Beginning with the line that contains "Note: pick out every instance of the parked", extract each line through the end of the listing below, with no additions or omissions.

[Task data start]

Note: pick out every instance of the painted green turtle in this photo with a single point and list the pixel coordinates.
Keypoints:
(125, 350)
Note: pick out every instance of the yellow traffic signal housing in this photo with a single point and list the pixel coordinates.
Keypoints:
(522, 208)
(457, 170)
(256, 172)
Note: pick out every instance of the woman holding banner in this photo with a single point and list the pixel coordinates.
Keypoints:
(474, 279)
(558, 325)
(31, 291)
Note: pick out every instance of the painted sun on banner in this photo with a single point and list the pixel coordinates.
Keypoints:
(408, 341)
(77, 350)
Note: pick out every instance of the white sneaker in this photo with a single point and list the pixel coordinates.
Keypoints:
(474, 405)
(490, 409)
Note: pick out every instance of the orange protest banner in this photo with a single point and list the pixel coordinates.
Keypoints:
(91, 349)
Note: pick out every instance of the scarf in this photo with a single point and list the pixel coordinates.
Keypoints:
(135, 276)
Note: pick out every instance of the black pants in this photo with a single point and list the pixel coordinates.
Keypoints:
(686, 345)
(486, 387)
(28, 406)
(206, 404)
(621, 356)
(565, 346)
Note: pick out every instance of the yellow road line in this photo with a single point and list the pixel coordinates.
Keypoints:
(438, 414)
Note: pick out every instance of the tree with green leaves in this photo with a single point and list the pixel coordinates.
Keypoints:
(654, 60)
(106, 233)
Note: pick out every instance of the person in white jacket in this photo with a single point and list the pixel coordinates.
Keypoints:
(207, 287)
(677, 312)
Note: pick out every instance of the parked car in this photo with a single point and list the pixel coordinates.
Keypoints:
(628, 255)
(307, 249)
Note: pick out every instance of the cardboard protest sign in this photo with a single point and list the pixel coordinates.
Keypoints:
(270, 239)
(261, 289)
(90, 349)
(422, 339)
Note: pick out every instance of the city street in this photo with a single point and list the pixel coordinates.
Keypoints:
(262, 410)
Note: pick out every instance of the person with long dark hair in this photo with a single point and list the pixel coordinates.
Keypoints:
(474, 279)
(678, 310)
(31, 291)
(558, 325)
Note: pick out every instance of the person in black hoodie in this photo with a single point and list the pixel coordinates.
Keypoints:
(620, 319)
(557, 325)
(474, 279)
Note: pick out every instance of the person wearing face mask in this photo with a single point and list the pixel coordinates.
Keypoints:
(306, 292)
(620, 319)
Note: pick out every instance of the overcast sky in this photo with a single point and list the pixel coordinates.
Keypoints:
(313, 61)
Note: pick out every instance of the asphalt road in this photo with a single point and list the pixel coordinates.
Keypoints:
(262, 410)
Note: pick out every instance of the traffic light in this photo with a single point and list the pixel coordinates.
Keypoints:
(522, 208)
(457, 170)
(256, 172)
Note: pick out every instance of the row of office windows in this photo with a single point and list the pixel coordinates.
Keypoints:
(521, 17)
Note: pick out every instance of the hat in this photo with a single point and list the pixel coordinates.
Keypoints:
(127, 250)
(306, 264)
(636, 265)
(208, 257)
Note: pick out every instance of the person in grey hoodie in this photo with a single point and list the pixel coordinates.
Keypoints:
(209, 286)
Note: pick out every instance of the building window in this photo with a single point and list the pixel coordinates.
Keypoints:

[Task data end]

[Result of the task]
Note: pick out every instance of the parked car in this photo with a single point and list the pixel coordinates.
Keypoints:
(628, 255)
(307, 249)
Note: pick out every instance of the cardboard protest sign in this photo with a single point and list the pixel coordinates.
Keypoints:
(270, 239)
(261, 289)
(90, 349)
(422, 339)
Note: pick out every instance of the city street in this photo with a single point and list the pixel coordinates.
Keypoints:
(262, 410)
Note: pick out every instance of the person with long dark hair in this photo with a single point and list the pixel coordinates.
Keypoints:
(474, 279)
(678, 310)
(31, 291)
(558, 325)
Note: pick out every instance of the person in black hoodie in this photo with a single point and list the pixel coordinates.
Keypoints:
(620, 319)
(557, 325)
(474, 279)
Note: pick out every instance of the person wearing face mask in this photo with a single point and list the pixel coordinates.
Keypoints:
(306, 292)
(620, 319)
Note: pick out every instance of the overcast sky in this photo with a single point and list the pixel coordinates.
Keypoints:
(313, 61)
Note: pick out every instance of the asphalt road in this photo with a single point and list the pixel coordinates.
Keypoints:
(262, 410)
Note: pick out every instance of the traffic light in this photo with a single point and list the pixel coordinates.
Keypoints:
(522, 208)
(457, 170)
(256, 172)
Note: pick out every instance of the row of office windows in this photo with a single point and list the pixel coordinates.
Keypoints:
(521, 17)
Note: pick out every instance of the hat in this photo with a single point and list the pixel coordinates.
Keypoints:
(127, 250)
(306, 264)
(636, 265)
(208, 257)
Note: pick out every instance of the person in grey hoodie in this photo with a single point and list the pixel coordinates.
Keypoints:
(209, 286)
Note: pick out every instance of the building window in this photo with a single point and list the pixel coordinates.
Keypoints:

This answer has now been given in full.